▶ Work instructions: Reproduce the stretch from the line containing "Could you kindly segment every instance of the rectangular" through the line containing "[[68,251],[68,243],[61,242],[61,248],[60,251],[61,253],[67,253]]", substituting "square window" for "rectangular window" and leaving all else unchanged.

▶ Provided entries:
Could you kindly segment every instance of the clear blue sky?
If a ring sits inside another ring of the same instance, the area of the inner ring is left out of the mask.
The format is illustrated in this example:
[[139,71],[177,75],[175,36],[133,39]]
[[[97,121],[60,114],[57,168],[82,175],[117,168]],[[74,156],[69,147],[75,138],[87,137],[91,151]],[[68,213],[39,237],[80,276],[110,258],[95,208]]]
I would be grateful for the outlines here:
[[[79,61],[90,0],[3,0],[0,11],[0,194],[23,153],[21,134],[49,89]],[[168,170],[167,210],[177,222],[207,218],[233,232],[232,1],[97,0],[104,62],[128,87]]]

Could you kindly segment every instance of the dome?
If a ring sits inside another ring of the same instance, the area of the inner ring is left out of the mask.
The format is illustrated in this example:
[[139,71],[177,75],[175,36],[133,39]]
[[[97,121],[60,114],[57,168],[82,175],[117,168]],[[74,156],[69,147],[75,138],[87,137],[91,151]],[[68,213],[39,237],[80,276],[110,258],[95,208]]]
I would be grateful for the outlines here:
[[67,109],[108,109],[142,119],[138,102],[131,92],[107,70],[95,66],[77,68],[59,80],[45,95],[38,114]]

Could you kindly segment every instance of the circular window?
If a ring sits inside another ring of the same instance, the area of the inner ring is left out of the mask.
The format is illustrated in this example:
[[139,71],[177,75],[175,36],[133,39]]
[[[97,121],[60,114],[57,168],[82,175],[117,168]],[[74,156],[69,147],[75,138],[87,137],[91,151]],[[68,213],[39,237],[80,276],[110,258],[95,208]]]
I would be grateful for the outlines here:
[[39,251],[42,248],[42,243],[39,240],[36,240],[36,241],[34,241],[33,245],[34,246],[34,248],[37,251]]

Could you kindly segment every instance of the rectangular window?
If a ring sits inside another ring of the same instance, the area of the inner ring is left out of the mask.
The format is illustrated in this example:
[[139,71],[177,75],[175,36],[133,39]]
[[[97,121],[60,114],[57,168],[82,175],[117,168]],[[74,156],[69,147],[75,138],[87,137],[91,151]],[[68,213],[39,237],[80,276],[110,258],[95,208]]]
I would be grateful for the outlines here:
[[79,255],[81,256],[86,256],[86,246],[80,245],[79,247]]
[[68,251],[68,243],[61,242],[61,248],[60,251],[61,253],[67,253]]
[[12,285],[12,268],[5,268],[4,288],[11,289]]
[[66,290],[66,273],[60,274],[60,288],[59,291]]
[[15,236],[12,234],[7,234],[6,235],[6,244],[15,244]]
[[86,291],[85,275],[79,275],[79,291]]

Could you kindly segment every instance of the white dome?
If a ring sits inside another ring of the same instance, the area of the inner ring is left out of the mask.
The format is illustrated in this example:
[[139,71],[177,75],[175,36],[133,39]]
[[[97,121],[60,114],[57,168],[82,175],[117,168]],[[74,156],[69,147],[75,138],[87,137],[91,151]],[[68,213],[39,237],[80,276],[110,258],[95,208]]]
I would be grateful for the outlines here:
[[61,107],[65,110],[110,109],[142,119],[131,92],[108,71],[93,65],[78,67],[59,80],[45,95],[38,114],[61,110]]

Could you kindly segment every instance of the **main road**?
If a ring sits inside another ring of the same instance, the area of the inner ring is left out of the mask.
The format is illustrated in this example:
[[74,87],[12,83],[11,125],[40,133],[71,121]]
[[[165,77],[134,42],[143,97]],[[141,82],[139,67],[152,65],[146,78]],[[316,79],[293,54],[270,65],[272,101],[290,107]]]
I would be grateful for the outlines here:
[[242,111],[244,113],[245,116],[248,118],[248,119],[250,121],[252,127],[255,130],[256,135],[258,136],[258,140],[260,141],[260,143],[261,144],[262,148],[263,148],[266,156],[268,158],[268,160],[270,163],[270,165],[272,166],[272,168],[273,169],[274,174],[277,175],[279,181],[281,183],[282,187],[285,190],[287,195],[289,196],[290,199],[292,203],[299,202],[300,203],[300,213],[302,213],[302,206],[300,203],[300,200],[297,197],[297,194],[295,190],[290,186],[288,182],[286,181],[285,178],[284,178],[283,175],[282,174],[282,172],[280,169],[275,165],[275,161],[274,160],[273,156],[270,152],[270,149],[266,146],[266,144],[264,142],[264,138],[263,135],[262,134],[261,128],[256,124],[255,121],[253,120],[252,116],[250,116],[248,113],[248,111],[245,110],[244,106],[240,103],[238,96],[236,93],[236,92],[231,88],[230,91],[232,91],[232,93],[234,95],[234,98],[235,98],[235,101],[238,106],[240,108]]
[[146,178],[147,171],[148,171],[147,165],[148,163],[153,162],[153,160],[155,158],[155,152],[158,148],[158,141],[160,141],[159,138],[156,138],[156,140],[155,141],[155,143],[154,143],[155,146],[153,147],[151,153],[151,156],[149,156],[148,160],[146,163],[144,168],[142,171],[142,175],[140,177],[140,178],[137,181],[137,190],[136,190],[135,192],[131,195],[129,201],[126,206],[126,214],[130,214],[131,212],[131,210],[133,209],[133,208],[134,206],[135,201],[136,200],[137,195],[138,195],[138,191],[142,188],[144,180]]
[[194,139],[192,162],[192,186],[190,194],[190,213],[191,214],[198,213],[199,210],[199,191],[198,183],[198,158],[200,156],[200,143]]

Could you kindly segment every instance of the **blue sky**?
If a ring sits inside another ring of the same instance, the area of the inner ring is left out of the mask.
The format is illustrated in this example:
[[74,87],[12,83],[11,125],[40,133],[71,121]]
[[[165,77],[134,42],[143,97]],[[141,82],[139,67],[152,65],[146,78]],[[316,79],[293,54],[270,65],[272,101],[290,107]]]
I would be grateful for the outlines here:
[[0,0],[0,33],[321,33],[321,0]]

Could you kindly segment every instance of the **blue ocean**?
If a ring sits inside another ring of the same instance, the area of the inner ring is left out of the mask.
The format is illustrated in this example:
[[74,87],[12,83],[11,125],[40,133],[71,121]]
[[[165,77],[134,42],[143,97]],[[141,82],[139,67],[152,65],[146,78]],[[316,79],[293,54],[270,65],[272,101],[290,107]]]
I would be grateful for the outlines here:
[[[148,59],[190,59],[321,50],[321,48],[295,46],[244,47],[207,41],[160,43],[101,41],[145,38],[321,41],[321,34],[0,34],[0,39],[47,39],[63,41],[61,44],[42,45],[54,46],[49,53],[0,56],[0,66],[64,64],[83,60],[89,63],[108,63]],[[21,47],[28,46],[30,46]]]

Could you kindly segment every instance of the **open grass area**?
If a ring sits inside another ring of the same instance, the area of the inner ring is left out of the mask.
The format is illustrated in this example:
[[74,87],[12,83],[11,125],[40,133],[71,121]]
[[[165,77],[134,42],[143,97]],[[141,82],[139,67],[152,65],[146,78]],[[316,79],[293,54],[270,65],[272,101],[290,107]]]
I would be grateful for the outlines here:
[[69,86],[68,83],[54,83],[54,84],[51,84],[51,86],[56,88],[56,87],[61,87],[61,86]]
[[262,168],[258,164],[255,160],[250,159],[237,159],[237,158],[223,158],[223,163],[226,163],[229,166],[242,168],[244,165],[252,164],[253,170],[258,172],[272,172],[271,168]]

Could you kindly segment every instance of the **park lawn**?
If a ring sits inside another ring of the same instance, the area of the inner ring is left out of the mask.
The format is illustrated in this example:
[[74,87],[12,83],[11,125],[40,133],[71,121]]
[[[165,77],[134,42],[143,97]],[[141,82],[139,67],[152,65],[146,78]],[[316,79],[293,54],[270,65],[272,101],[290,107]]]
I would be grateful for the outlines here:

▶ The result:
Could you kindly segment every instance of the square window?
If a ring sits inside another ring of the same instance, the area of the inner ring is left out of the mask.
The format is illustrated in this example:
[[139,71],[177,75],[175,36],[133,39]]
[[[97,121],[60,114],[57,168],[82,175],[117,168]],[[74,156],[69,147],[75,138],[87,137],[91,151]],[[68,213],[39,237],[80,276],[110,258],[95,208]]]
I would be grateful for the outlines here:
[[79,255],[81,256],[86,256],[86,246],[80,245],[79,247]]
[[68,251],[68,243],[61,242],[61,248],[60,251],[61,253],[67,253]]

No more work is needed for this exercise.